=== DOCUMENT EXTRACT ===

For David Harris, coming home to the Hunter has meant returning to a “Utopia”.
“It’s a world apart here,” he told Newcastle Weekly.
“I tell my friends and family this really is another world – in comparison to what other places are experiencing [during the pandemic], it is like a Utopia here.
“The freedoms that we have here are a testament to the sense of community in Australia.
“We really do have a good thing going, we are the envy of a lot of the world right now.
“But it is not by chance. Yes, geography has a bit to do with it, but we have a government and community who want to do the right thing.
“I have seen and experienced [in New York] the opposite.”
The Australian actor, who grew up in Rutherford, says that, while he has lived in places all over the world, Maitland and the Hunter is home.
He adds that life in the US has been “crazy” amid the pandemic and election.
“I relate it to a sporting event where people have their sides and you just root for your team, but it got quite vicious and nasty and it became very tiring and disheartening,” he said.
“Part of the appeal of coming home was to just unplug from all that. Coming here is very different and something that we should be proud of and hold dear not to lose.”
David’s love of the performing arts is all thanks to a high school musical.
“It all started at a school in Rutherford,” he said.
“There was an English/ Drama teacher who wanted to put on a musical and no one really wanted to do it so I put my hand up.
“I never thought I would do it professionally; at the time, I didn’t know you could.
“It was just little experiences that ended up being markers for what the rest of my life was going to be.”
When it comes to his career highlights, David says it’s difficult to choose.
“Every show I do teaches me something,” he said.
“Each has its value to me, and I grow from every performance so, in that sense, they are all highlights for me.”
One right at the top of the list though is his latest show, Chess: The Musical.

=== GIVEN ENTRIES ===

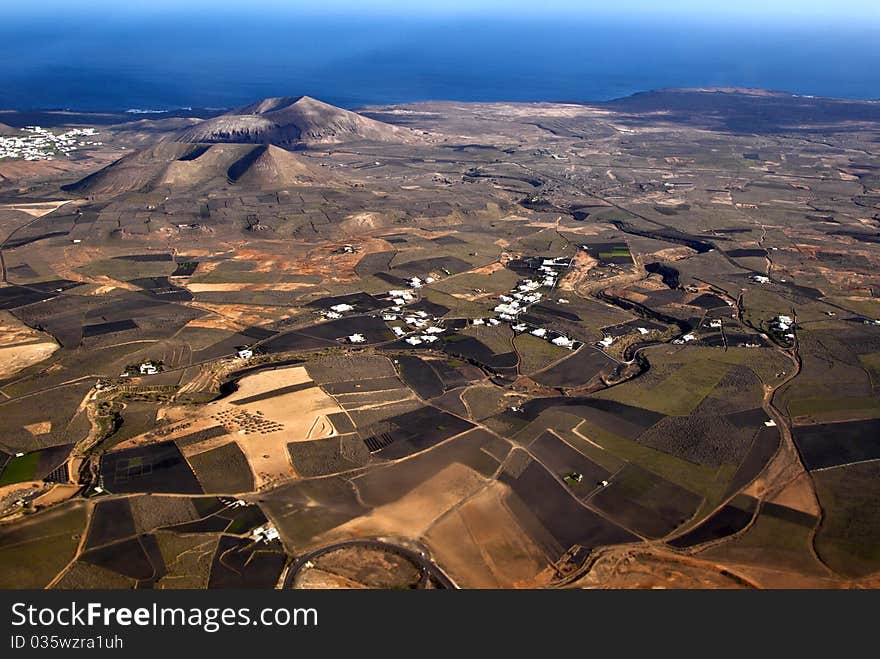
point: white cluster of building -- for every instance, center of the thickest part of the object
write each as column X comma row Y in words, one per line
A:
column 36, row 143
column 264, row 533
column 525, row 294
column 421, row 327
column 783, row 325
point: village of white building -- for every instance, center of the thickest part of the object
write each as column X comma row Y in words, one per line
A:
column 37, row 143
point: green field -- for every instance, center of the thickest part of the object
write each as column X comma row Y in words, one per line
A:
column 862, row 406
column 33, row 554
column 19, row 470
column 679, row 393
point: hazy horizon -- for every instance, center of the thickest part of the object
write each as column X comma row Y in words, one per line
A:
column 154, row 57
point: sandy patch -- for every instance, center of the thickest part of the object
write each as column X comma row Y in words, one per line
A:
column 36, row 209
column 21, row 346
column 414, row 513
column 263, row 428
column 482, row 546
column 213, row 288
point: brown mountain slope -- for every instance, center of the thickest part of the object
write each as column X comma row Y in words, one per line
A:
column 180, row 166
column 293, row 121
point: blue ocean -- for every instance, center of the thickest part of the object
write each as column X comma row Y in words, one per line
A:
column 95, row 62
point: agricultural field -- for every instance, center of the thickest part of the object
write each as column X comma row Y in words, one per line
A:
column 443, row 355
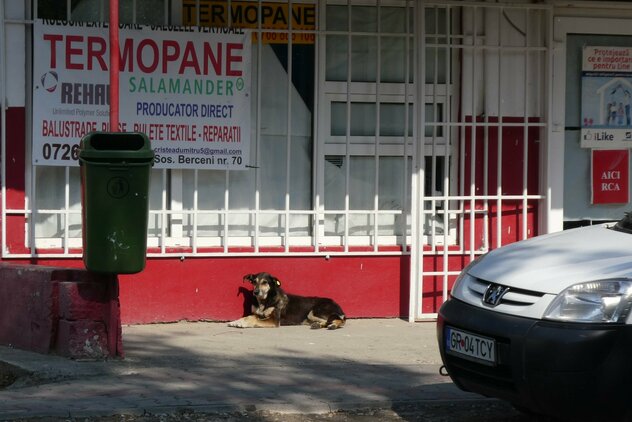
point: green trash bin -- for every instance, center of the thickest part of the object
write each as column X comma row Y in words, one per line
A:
column 115, row 174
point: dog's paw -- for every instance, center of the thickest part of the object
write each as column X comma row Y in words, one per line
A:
column 237, row 324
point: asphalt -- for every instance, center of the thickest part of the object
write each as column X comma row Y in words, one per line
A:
column 210, row 367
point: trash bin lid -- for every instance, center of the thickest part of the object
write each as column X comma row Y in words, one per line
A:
column 116, row 147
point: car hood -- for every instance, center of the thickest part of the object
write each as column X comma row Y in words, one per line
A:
column 551, row 263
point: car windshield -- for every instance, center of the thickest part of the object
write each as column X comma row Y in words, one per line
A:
column 625, row 224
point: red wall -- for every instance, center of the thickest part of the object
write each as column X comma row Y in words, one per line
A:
column 365, row 286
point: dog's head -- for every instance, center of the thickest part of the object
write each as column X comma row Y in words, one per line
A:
column 264, row 284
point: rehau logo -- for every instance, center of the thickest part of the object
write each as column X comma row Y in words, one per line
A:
column 83, row 93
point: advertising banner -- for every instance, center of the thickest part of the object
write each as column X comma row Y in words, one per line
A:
column 606, row 97
column 188, row 89
column 255, row 15
column 610, row 176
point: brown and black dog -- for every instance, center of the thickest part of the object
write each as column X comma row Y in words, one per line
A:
column 274, row 307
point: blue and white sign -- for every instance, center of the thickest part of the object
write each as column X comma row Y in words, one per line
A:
column 606, row 97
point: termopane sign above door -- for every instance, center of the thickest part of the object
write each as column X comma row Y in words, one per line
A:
column 190, row 93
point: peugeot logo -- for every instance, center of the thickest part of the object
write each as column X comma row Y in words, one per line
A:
column 494, row 293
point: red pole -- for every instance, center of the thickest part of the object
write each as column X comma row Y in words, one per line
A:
column 114, row 66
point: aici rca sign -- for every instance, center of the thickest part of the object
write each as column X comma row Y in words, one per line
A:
column 610, row 176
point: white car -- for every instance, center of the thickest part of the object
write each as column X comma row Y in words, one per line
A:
column 546, row 324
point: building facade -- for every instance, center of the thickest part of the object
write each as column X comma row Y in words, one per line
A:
column 375, row 147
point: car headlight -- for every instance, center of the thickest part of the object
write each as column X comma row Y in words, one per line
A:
column 600, row 301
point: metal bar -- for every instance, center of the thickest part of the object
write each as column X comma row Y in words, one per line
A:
column 114, row 65
column 3, row 124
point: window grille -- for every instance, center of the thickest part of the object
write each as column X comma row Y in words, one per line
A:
column 383, row 127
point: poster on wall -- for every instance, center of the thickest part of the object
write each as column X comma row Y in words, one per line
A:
column 610, row 176
column 187, row 88
column 606, row 91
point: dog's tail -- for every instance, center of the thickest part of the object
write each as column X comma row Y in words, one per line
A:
column 336, row 321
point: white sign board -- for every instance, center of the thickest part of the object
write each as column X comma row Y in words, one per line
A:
column 188, row 89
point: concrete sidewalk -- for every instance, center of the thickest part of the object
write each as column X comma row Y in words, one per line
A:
column 210, row 367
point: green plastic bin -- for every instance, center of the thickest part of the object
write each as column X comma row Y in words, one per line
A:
column 115, row 174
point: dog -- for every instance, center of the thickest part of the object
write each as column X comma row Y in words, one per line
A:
column 274, row 307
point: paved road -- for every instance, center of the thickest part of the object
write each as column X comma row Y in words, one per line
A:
column 211, row 369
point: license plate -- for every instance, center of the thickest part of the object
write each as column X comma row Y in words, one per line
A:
column 470, row 346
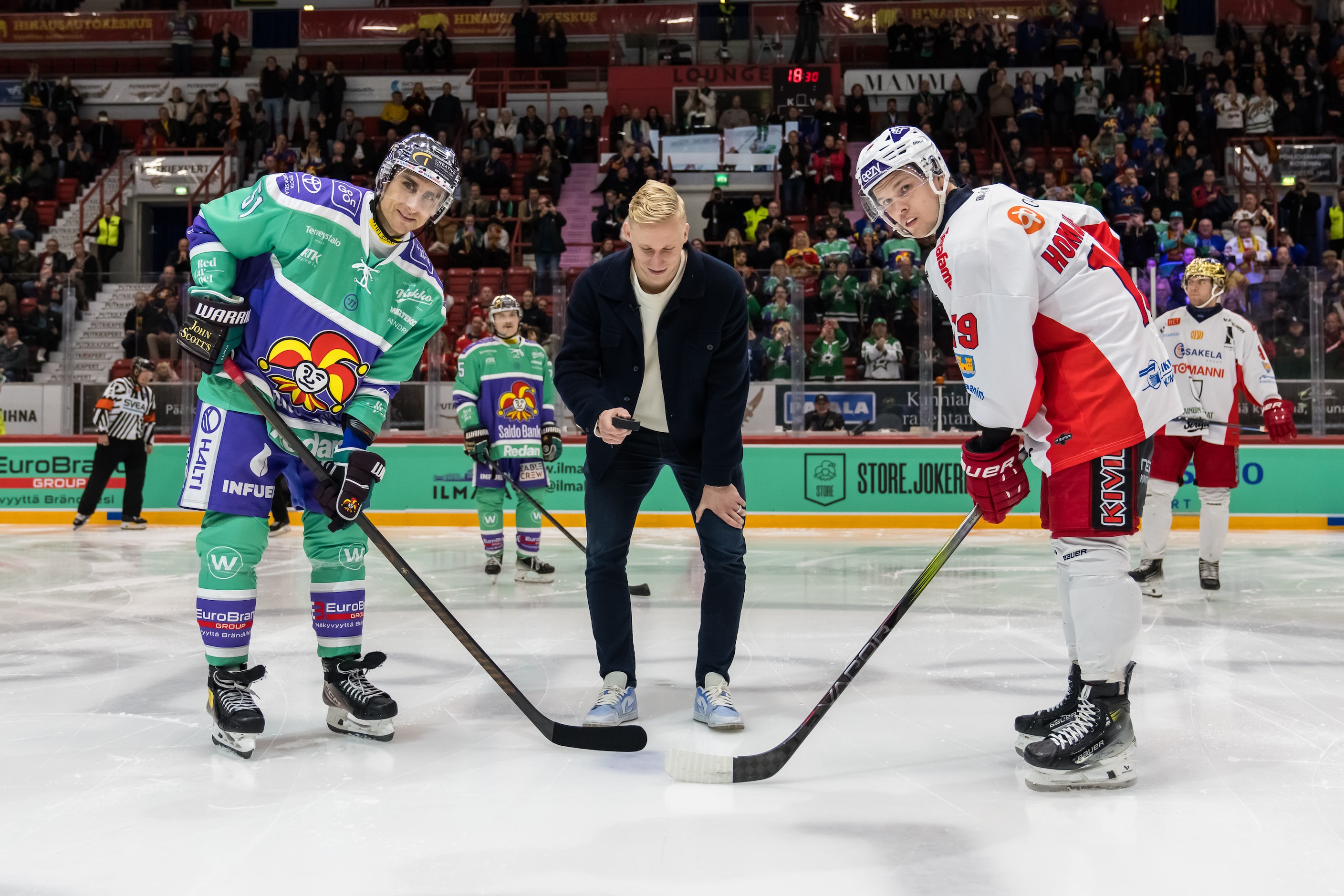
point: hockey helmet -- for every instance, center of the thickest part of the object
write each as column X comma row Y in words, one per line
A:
column 1209, row 268
column 901, row 148
column 429, row 159
column 504, row 302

===

AIM OF THE TASK | From the article about David Harris coming home to the Hunter, print word for word the passage starting with "For David Harris, coming" and going on through "pandemic and election.".

RESPONSE BOX |
For David Harris, coming home to the Hunter has meant returning to a “Utopia”.
“It’s a world apart here,” he told Newcastle Weekly.
“I tell my friends and family this really is another world – in comparison to what other places are experiencing [during the pandemic], it is like a Utopia here.
“The freedoms that we have here are a testament to the sense of community in Australia.
“We really do have a good thing going, we are the envy of a lot of the world right now.
“But it is not by chance. Yes, geography has a bit to do with it, but we have a government and community who want to do the right thing.
“I have seen and experienced [in New York] the opposite.”
The Australian actor, who grew up in Rutherford, says that, while he has lived in places all over the world, Maitland and the Hunter is home.
He adds that life in the US has been “crazy” amid the pandemic and election.